Stored data:
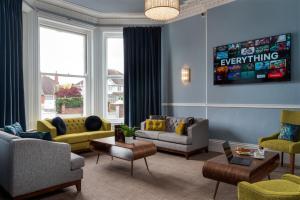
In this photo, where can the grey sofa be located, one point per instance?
(195, 141)
(30, 167)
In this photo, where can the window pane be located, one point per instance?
(115, 79)
(62, 52)
(115, 98)
(62, 96)
(115, 54)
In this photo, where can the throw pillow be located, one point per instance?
(155, 125)
(36, 135)
(181, 128)
(14, 129)
(60, 125)
(93, 123)
(289, 132)
(189, 122)
(158, 117)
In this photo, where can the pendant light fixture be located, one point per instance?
(162, 10)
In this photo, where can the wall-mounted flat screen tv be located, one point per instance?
(262, 60)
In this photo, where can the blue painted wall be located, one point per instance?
(238, 21)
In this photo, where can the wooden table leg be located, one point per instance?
(216, 189)
(98, 158)
(282, 155)
(146, 164)
(131, 167)
(292, 163)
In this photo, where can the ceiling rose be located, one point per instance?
(162, 10)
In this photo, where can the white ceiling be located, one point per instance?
(114, 6)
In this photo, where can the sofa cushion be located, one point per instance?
(99, 134)
(174, 138)
(148, 134)
(36, 135)
(93, 123)
(72, 138)
(180, 128)
(155, 125)
(60, 125)
(77, 161)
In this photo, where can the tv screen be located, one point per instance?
(262, 60)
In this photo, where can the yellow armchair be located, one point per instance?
(77, 135)
(286, 188)
(284, 146)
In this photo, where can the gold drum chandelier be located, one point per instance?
(162, 10)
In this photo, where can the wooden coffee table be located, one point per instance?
(129, 152)
(220, 170)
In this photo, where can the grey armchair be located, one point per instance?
(30, 167)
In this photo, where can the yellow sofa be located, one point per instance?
(77, 135)
(286, 188)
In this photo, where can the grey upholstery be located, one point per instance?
(29, 165)
(77, 161)
(147, 134)
(174, 138)
(196, 138)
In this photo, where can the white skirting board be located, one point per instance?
(216, 146)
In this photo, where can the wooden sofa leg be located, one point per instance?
(292, 163)
(78, 186)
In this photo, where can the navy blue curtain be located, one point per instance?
(142, 77)
(12, 107)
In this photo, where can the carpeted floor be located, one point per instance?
(172, 178)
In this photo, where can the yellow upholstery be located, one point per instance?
(272, 142)
(287, 188)
(72, 138)
(155, 125)
(77, 135)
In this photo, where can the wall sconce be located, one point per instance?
(186, 74)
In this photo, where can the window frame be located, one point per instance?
(43, 22)
(106, 36)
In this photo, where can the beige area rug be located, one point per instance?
(172, 178)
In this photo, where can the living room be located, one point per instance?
(149, 99)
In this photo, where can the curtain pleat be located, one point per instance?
(12, 106)
(142, 81)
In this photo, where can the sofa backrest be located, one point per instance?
(172, 122)
(75, 125)
(5, 158)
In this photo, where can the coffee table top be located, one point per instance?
(111, 142)
(140, 149)
(220, 169)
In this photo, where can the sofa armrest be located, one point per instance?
(198, 132)
(292, 178)
(248, 191)
(106, 125)
(143, 125)
(272, 137)
(46, 126)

Task description: Output exactly the lines above, from the one holding "In this photo, where can the living" through the end of the data, including the first and last.

Task answer:
In this photo, where can the living room be located, one point per instance?
(149, 99)
In this photo, where can the curtain pleat be located, one point per instance?
(12, 106)
(142, 81)
In this photo, where can the sofa backrest be located, one point per instance?
(172, 122)
(75, 125)
(5, 158)
In this photo, where can the coffee table top be located, one point per instance?
(111, 142)
(140, 149)
(220, 169)
In this photo, where can the sofa armrest be located, one point per instance?
(198, 132)
(292, 178)
(248, 191)
(106, 125)
(143, 125)
(272, 137)
(46, 126)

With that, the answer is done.